Supplied material Start Marker

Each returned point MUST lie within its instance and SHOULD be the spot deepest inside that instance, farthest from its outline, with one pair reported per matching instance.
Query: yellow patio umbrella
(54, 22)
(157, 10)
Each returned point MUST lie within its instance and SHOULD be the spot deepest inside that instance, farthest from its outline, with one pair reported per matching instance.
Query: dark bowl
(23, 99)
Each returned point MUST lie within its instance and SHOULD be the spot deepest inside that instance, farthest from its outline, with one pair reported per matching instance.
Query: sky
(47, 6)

Supplied material End Marker
Supplied material Start Marker

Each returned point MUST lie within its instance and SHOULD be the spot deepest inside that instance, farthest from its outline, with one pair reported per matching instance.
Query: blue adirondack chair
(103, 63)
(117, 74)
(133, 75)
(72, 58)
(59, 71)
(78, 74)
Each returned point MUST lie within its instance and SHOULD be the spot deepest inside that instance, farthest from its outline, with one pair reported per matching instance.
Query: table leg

Supplied material End Marker
Supplied material Start Marker

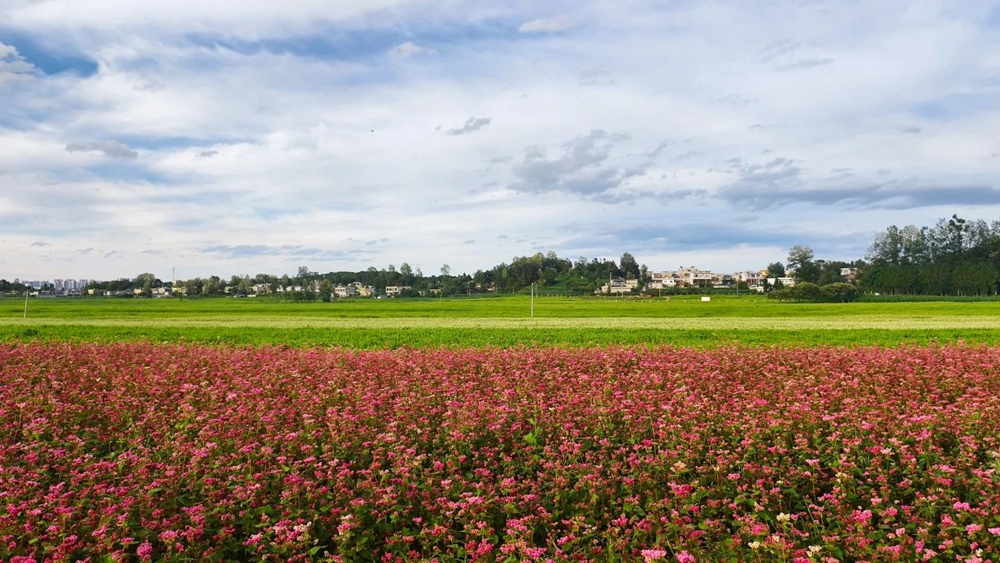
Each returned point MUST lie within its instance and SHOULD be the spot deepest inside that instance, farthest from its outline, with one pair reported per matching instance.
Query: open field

Supplied material End Marker

> _Problem description_
Looking at the records above, return exactly the lines from the line with "Query: blue adirondack chair" to the line with "Query: table leg", both ends included.

> _Written solution_
Query: blue adirondack chair
(103, 63)
(117, 74)
(133, 75)
(72, 58)
(59, 71)
(78, 74)
Each returned point MUST lie within its instance and SHOULD be the spot deepest inside that instance, farthest from its outline, with one pair reported per matching instance.
Query: table leg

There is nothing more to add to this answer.